-- start Listed entries --
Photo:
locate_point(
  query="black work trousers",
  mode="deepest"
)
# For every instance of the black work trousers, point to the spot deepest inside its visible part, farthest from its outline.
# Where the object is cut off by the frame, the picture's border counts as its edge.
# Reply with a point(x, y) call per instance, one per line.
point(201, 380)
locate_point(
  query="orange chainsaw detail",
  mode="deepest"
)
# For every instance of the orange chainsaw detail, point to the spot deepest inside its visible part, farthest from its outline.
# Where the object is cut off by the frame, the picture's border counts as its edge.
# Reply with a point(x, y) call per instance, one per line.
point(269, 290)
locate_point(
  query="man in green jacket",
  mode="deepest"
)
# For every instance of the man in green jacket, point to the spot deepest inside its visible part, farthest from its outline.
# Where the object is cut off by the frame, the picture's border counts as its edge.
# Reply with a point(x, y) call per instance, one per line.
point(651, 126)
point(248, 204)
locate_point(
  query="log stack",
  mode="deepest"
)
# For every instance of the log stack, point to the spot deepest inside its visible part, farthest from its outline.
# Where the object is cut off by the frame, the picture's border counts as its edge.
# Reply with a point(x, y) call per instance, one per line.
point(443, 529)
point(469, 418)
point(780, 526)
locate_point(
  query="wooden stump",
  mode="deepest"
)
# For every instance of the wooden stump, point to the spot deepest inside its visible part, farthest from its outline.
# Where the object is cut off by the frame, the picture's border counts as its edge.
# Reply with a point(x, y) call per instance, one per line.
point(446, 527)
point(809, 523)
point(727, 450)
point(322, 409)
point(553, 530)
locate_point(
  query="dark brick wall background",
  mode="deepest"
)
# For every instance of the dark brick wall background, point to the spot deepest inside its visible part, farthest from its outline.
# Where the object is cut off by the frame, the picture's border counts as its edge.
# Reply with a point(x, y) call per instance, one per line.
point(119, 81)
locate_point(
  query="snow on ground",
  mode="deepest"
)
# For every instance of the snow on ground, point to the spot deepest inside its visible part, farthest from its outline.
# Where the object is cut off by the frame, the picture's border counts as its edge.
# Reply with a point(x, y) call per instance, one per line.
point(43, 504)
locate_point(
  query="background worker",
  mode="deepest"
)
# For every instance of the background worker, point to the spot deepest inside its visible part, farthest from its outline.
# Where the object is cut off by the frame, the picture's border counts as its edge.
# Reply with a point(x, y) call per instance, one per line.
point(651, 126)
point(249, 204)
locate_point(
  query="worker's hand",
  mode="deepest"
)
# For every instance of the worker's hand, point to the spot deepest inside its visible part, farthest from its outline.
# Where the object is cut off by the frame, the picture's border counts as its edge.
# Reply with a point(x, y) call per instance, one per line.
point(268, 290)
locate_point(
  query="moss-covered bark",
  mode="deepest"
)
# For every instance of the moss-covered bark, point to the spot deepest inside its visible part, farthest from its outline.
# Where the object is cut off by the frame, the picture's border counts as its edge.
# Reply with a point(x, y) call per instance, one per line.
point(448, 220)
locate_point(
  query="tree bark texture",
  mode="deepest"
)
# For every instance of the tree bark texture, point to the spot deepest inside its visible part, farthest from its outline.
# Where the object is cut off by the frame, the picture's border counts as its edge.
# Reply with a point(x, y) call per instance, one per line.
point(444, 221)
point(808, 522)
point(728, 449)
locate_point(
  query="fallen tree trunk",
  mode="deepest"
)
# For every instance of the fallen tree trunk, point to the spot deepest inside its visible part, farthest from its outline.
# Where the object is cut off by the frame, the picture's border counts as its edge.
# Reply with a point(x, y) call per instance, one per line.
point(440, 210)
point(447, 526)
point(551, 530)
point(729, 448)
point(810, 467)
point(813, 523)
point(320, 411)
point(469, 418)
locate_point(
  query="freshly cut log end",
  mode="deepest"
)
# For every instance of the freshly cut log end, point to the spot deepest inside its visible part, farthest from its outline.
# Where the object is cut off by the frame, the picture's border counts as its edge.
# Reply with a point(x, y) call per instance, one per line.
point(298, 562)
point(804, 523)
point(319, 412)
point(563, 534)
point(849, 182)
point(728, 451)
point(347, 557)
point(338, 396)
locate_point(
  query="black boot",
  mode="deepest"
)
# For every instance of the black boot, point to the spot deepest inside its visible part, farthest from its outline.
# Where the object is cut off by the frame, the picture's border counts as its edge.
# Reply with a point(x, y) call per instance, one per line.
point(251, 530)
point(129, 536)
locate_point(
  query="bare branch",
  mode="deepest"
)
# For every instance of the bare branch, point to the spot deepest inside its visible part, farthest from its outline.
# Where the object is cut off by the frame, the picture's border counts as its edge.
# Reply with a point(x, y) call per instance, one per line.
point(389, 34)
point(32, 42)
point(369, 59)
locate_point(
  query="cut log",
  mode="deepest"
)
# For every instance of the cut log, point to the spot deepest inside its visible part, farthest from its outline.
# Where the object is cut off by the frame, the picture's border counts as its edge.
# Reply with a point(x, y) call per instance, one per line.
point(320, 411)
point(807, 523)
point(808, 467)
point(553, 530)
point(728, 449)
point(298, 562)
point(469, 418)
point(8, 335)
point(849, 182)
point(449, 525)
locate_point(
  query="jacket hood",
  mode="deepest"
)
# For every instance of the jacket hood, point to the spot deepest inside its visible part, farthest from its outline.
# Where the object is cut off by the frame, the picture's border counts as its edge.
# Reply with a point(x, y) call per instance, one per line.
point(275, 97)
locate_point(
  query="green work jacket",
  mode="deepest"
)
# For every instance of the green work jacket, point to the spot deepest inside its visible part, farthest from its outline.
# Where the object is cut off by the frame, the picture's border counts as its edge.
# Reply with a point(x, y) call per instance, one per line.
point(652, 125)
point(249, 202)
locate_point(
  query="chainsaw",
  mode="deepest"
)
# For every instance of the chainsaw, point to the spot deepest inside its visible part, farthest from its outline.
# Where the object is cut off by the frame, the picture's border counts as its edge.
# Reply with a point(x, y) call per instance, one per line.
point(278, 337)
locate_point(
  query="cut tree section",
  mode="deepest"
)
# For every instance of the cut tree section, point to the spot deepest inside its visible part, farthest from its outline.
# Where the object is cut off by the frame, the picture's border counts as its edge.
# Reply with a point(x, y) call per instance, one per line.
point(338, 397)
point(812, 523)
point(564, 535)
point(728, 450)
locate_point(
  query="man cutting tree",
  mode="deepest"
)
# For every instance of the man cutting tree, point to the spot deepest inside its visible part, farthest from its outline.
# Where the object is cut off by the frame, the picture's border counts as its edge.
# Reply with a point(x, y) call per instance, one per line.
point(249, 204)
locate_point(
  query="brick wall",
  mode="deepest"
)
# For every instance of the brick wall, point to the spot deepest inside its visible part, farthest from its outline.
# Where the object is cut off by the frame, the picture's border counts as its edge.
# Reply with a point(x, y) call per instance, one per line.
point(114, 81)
-- end Listed entries --
◆ Task goal
Edit the records above so that each occurrence of "farthest" becomes "furthest". Keep every other line and character unchanged.

◆ Answer to the task
Photo:
locate_point(
  query="black work trousers",
  mode="deepest"
)
# For every instance of the black work trousers, point to the spot deepest inside its visible part, furthest from its outline.
# Where the object is cut off by the frame, the picture's border counts as its edge.
# Reply with a point(x, y) call per instance, one per line.
point(201, 380)
locate_point(
  query="orange chainsaw detail",
  mode="deepest"
)
# For every instance of the orange chainsaw detail, point to the spot deepest inside its visible part, furthest from its outline.
# Where the object is cut off by the frame, the picture's border counts as its edge.
# Reply with a point(x, y) call per instance, one per line.
point(269, 290)
locate_point(
  query="man in green jacket",
  mode="deepest"
)
# For every instance of the man in green jacket, point to the spot deepest inside its visible part, furthest from its outline.
# Where the object is cut off by the frame, the picture's border counts as its edge.
# Reply with a point(x, y) call per instance, one per line.
point(651, 126)
point(248, 204)
locate_point(
  query="log stack",
  mode="deepest"
)
# For every instance of the log stack, point to the spot deepest inside its visible part, furthest from its outline.
# Where the object is cut off by the frame, the picture's border counts as its edge.
# Reply with a point(x, y) call per instance, one per line.
point(443, 529)
point(469, 418)
point(780, 526)
locate_point(
  query="wooden stump",
  mode="deepest"
)
# For every instance of the wooden stump, point to the spot deepest inside its visible part, furthest from its outline.
# Where the object is cut off by the frame, the picture's border counts as its edge.
# Reply with a point(x, y) call per instance, one per line.
point(446, 527)
point(809, 523)
point(727, 450)
point(322, 409)
point(553, 530)
locate_point(
  query="dark brick wall background",
  mode="deepest"
)
# For every instance of the dark brick wall background, point to the spot deepest inside its visible part, furthest from its outline.
# Where the object is cut off by the frame, the picture's border counts as its edge.
# Reply with a point(x, y) call per instance, one per line.
point(119, 81)
locate_point(
  query="snow on ground",
  mode="deepest"
)
# For every instance of the snow on ground, point to the spot deepest inside its visible part, furthest from its outline.
# Where the object is cut off by the frame, the picture's border counts as its edge.
# Reply with a point(x, y) call per instance, one per line.
point(43, 504)
locate_point(
  query="background worker",
  mode="deepest"
)
# For every instance of the background worker, point to the spot deepest inside its visible part, furthest from its outline.
# Where the object is cut off by the frame, the picture's border counts as its edge.
# Reply with a point(x, y) call per instance, one per line.
point(651, 126)
point(249, 204)
locate_point(
  query="worker's hand",
  mode="deepest"
)
# For every instance of the worker's hand, point to the spot deepest inside its visible part, furthest from its outline.
# Where the object is cut off by the frame, the picture's border counts as its edge.
# Reply with a point(x, y) call per instance, one per line.
point(268, 290)
locate_point(
  query="moss-covered bark",
  mode="deepest"
)
# For every instance of the moss-covered bark, point to the spot deepest inside its visible part, furthest from its outline.
# Where the object is cut off by the frame, the picture's border counts as its edge.
# Reply with a point(x, y) call per instance, one per line.
point(448, 220)
locate_point(
  query="tree bark texture",
  mode="deepest"
)
# For every instance of the tree bark texture, point to the spot deepest inside its visible part, furthest from its outline.
# Where the object is cut off by the frame, the picture's border counts as its edge.
# Reply with a point(x, y) call per instance, one per line.
point(444, 221)
point(808, 522)
point(728, 449)
locate_point(
  query="fallen tree trunk",
  mode="deepest"
)
# For every instance of the fallen tree trunk, point to the spot deepest inside its visible part, furthest from its outline.
# Where the object is cut off by the frame, the picture's border counts as its edge.
# Reply with a point(x, y) call per instance, one per line.
point(440, 210)
point(447, 526)
point(551, 530)
point(729, 448)
point(810, 467)
point(813, 523)
point(320, 411)
point(469, 418)
locate_point(
  query="freshly cut log end",
  mode="deepest"
)
# For every instance of the freshly cut log end, point to the spot deepest inside its visible part, furthest from its outline.
# Where the object is cut off by the frame, the picture's border counts as its edge.
# Reply with a point(x, y) call per instance, one per line.
point(298, 562)
point(804, 523)
point(319, 412)
point(563, 534)
point(849, 182)
point(728, 451)
point(347, 557)
point(338, 396)
locate_point(
  query="black boot",
  mode="deepest"
)
# For every instance of the black boot, point to the spot deepest inside its visible part, furthest from its outline.
# Where the object is cut off by the frame, the picture's border counts as its edge.
# Reply with a point(x, y) call per instance, one per line.
point(251, 530)
point(129, 536)
locate_point(
  query="bare branch",
  mode="deepest"
)
# For every instance of the bare branch, point to the spot deepest inside its visible part, furthest from its outline.
# Where the object is cut off by the frame, the picture's border counts as its edge.
# Reply with a point(x, y) call per instance, one per line.
point(389, 34)
point(32, 42)
point(369, 59)
locate_point(
  query="cut log",
  mode="deepest"
)
# For every instance of the cut log, point to the spot deepest inside its visible part, furthest from its outline.
# Where the object is cut off by the frame, the picture's border counts as its edge.
# Reply with a point(x, y) call per instance, one per line.
point(320, 411)
point(807, 523)
point(808, 467)
point(553, 530)
point(728, 449)
point(298, 562)
point(469, 418)
point(8, 335)
point(849, 182)
point(449, 525)
locate_point(
  query="jacket hood",
  mode="deepest"
)
# For every instance of the jacket hood, point to the spot deepest inside its visible part, furthest from its outline.
# Where the object is cut off by the frame, the picture's border counts as its edge.
# Reply with a point(x, y) call per instance, one per line.
point(275, 97)
locate_point(
  query="green work jacket",
  mode="deepest"
)
# For every instance of the green work jacket, point to the spot deepest inside its visible part, furthest from its outline.
# Where the object is cut off by the frame, the picture's border counts as its edge.
# Reply with a point(x, y) call per instance, one per line.
point(652, 125)
point(249, 202)
locate_point(
  query="chainsaw",
  mode="deepest"
)
# For every instance of the chainsaw, point to the spot deepest inside its visible part, furthest from its outline.
# Where the object is cut off by the frame, the picture's border counts as its edge.
# Reply with a point(x, y) call per instance, one per line.
point(278, 337)
locate_point(
  query="cut tree section",
  mode="deepest"
)
# For every instance of the cut tree section, point to the spot deepest inside its visible part, furthest from its outline.
# Where the object is cut off by the frame, the picture's border counts as its edge.
# Reply with a point(x, y) call per instance, one per line.
point(338, 397)
point(812, 523)
point(564, 535)
point(728, 450)
locate_point(
  query="man cutting tree",
  mode="deepest"
)
# For every instance of the man cutting tree, point to the spot deepest inside its visible part, furthest from its outline.
# Where the object is cut off by the frame, the picture's border counts as its edge.
# Reply with a point(x, y) call per instance, one per line.
point(249, 204)
locate_point(
  query="brick wall",
  mode="deepest"
)
# For every instance of the brick wall, point to the spot deepest inside its visible part, furthest from its outline.
# Where the object is cut off by the frame, the picture's border counts as its edge.
# Reply with a point(x, y) call per instance, one per line.
point(114, 81)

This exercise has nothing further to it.